++++ Data records ++++

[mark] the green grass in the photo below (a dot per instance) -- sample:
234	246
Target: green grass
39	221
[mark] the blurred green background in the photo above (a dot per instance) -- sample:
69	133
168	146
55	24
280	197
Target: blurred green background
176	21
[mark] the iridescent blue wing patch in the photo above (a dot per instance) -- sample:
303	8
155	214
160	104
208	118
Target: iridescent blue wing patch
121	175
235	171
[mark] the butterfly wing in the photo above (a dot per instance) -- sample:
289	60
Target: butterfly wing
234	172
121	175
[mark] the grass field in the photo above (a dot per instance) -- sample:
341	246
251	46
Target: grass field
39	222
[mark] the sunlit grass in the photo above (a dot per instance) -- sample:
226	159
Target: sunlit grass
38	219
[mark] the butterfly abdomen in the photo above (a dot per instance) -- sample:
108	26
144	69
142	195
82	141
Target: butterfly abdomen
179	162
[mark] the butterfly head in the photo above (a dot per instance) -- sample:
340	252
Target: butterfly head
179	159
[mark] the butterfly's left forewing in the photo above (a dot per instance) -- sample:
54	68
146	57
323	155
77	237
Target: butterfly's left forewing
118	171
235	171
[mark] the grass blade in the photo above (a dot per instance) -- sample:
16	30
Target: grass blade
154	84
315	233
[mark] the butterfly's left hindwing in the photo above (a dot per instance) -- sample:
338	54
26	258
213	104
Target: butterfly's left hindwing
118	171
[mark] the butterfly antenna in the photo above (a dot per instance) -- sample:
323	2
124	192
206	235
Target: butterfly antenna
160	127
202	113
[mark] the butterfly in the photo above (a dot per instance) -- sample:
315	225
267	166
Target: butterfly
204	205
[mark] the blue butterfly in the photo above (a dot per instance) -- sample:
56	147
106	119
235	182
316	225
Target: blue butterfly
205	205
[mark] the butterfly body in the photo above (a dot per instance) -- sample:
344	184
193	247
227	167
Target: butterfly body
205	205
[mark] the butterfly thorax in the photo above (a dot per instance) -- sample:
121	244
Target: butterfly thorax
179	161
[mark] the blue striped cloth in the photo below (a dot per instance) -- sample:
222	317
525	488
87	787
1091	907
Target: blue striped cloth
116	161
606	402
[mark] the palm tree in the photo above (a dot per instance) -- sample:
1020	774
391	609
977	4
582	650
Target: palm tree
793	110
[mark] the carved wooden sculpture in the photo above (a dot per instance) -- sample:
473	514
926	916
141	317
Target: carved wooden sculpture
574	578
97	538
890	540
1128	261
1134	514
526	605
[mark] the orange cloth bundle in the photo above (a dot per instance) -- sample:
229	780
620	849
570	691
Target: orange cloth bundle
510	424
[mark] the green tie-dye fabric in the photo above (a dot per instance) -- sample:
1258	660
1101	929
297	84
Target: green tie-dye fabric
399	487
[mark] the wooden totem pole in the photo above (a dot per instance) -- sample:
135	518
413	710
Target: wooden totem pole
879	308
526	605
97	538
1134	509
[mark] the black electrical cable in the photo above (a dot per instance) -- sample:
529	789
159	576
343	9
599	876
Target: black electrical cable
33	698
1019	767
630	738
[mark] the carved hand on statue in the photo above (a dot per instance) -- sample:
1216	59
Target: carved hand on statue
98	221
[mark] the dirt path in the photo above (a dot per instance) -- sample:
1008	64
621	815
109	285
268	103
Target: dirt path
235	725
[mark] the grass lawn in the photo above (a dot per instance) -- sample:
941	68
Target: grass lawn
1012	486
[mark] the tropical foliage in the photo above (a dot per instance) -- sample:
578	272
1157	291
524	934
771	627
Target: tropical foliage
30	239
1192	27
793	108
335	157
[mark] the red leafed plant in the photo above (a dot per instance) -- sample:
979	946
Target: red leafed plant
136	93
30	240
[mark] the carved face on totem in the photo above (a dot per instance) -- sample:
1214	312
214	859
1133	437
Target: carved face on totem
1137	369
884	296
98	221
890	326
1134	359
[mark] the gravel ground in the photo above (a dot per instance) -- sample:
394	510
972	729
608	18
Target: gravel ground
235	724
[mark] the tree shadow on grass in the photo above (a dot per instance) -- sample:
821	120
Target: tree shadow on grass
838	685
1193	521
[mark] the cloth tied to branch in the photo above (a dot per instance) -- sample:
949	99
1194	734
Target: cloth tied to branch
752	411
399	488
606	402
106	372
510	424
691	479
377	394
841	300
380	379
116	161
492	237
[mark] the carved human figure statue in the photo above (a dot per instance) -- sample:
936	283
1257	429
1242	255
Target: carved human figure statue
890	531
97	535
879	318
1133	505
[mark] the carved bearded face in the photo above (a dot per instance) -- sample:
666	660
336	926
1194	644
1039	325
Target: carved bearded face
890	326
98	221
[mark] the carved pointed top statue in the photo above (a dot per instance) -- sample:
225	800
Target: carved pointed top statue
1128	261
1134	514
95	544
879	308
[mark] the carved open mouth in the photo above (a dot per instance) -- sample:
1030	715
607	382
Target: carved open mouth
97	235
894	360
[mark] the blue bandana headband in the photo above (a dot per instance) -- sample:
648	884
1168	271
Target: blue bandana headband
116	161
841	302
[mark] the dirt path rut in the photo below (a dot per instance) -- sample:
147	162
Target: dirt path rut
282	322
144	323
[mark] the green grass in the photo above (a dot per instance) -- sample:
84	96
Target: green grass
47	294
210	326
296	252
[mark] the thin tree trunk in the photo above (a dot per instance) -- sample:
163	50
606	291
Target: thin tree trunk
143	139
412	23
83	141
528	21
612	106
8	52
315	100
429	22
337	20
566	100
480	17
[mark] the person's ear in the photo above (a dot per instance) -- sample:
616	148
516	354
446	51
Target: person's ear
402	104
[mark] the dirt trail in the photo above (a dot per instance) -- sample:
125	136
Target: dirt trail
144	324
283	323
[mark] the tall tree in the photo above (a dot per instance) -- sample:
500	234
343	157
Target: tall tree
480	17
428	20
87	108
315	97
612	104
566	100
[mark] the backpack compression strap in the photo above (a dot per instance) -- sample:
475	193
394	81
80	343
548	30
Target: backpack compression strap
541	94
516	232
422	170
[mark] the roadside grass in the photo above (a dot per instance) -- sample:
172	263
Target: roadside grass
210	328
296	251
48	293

++++
++++ Data records ++++

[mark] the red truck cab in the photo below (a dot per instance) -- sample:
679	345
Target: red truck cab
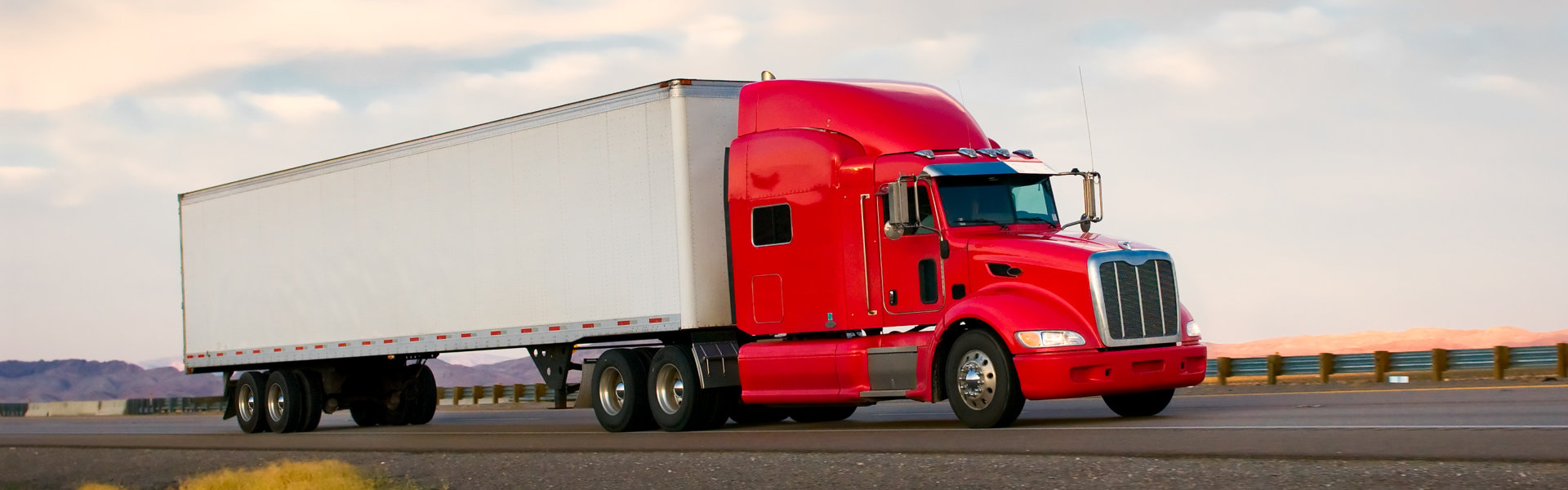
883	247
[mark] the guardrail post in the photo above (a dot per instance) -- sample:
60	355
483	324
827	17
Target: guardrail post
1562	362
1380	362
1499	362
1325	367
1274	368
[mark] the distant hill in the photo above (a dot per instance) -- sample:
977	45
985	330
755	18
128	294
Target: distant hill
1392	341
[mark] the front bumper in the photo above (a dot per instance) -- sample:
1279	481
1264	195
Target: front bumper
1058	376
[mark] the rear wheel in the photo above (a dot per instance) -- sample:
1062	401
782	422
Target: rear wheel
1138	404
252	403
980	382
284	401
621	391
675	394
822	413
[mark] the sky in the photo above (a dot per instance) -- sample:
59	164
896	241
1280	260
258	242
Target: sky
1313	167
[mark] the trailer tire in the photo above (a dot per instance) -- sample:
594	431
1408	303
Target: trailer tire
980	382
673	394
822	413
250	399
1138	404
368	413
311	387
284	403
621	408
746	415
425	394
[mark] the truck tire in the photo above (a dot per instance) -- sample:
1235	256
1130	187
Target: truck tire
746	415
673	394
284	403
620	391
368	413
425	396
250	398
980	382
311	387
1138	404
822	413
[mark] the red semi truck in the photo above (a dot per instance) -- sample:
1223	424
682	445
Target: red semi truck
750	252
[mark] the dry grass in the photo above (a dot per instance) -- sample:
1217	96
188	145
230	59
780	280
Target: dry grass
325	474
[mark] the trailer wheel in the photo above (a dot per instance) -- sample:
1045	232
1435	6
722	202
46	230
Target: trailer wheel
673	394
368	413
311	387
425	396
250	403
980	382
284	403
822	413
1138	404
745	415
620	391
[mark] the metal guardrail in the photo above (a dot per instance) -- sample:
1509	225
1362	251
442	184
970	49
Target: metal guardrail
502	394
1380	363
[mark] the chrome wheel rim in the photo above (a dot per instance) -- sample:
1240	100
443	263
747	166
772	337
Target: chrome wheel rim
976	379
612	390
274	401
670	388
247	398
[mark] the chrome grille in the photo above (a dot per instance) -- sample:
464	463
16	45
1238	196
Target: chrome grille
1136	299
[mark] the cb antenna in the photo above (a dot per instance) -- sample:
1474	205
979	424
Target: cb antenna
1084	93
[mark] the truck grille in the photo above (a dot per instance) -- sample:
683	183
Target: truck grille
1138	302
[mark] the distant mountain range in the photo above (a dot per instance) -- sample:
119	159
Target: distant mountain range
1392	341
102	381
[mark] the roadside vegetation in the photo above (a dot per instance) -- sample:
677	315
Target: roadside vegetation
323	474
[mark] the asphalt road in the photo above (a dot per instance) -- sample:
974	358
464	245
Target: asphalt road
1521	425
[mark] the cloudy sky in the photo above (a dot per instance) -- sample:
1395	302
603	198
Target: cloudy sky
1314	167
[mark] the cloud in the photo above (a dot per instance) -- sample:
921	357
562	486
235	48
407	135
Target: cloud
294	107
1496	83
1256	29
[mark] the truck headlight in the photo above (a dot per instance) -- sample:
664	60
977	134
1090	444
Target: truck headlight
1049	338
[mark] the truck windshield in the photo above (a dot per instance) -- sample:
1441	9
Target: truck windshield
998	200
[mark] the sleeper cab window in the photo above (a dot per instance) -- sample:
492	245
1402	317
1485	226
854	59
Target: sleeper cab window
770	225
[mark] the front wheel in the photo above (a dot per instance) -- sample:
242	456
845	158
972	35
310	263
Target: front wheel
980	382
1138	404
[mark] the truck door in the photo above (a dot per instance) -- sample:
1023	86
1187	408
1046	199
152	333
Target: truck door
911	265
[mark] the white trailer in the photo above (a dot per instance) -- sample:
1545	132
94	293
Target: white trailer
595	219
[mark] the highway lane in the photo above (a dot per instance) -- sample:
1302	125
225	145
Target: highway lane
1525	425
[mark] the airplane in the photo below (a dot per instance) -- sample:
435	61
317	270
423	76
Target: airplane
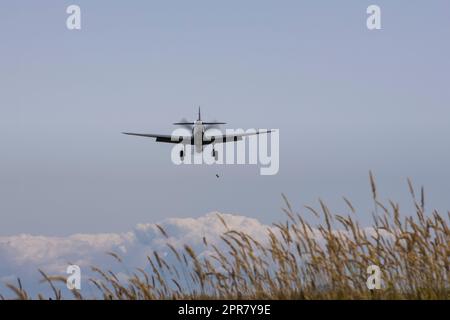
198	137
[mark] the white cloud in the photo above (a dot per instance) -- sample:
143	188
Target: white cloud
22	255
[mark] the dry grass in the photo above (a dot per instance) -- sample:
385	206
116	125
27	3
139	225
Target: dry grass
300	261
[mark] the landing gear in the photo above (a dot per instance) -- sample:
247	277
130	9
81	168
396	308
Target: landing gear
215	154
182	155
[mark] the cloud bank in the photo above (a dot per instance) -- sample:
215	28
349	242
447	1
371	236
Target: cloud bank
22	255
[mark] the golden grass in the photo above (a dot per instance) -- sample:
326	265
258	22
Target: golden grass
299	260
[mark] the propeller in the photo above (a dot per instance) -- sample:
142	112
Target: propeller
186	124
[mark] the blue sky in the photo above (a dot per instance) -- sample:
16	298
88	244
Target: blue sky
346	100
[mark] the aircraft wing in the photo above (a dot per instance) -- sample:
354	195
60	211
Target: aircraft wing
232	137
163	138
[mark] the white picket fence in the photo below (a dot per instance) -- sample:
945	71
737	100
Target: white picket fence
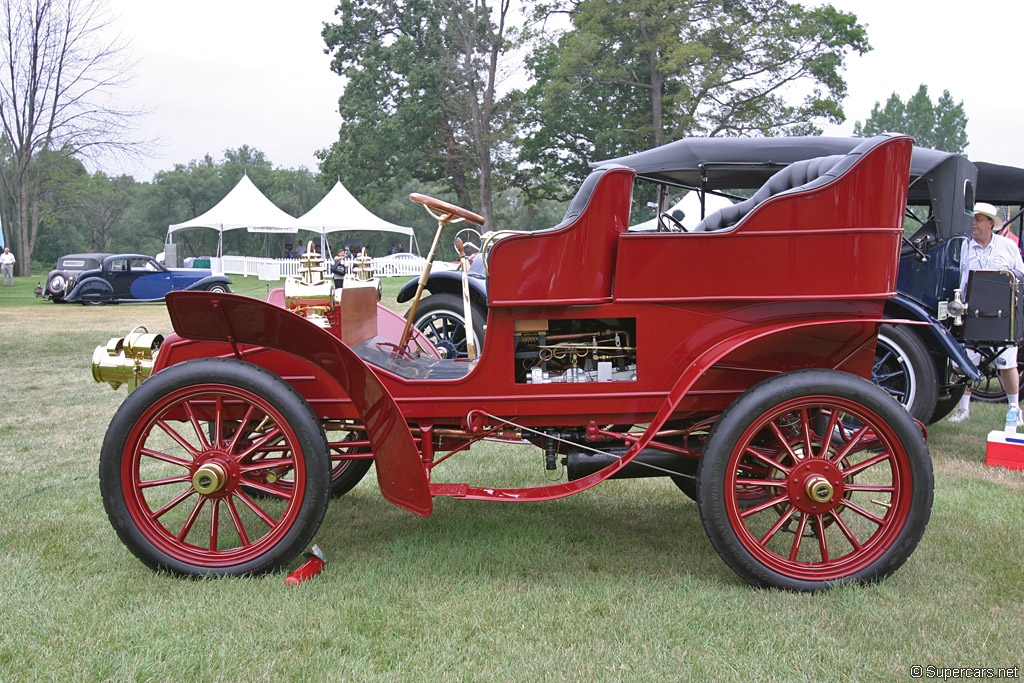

++++
++++ Data records ++++

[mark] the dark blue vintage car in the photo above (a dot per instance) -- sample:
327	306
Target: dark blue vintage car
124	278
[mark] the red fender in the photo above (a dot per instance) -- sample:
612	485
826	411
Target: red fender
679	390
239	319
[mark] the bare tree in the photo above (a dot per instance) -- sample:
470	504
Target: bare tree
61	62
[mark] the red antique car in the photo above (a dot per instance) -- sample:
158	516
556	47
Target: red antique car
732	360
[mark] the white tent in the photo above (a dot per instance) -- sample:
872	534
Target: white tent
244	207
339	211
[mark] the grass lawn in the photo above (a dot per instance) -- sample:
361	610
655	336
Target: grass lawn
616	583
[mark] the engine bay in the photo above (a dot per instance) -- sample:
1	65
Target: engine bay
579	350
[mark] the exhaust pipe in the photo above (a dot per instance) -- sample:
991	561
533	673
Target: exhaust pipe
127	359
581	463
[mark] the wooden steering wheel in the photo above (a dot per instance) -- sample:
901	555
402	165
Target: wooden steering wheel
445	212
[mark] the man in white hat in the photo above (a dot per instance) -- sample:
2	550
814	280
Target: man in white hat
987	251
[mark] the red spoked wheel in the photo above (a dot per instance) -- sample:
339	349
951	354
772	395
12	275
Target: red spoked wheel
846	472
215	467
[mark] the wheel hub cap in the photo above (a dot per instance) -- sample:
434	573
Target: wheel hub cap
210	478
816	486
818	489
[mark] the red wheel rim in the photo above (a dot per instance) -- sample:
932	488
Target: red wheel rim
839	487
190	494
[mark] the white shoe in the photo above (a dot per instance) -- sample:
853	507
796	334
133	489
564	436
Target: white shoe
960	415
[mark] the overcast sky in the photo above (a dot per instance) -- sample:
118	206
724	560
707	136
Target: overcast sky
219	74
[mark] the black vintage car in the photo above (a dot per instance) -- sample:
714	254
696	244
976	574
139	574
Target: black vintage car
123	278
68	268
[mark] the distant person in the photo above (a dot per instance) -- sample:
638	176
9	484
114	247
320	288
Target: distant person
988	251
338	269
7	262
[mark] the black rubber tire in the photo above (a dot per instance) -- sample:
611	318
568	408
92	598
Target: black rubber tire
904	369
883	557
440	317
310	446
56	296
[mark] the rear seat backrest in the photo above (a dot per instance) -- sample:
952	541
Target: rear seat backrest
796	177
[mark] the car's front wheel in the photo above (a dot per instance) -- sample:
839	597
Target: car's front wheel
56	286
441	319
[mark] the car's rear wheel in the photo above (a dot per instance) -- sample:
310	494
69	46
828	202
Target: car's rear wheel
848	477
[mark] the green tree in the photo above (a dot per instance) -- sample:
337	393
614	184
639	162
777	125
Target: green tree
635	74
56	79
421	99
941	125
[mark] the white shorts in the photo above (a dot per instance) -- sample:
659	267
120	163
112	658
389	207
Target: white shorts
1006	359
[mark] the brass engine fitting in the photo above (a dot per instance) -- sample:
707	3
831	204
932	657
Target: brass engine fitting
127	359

++++

▶ Exercise task: Locate each line in the material that contains the word "backrest" and copy those lines.

▶ Full solution:
[mark] the rear seat backrest in the photo above (a dot per instance) -- sample:
Target: rear seat backrest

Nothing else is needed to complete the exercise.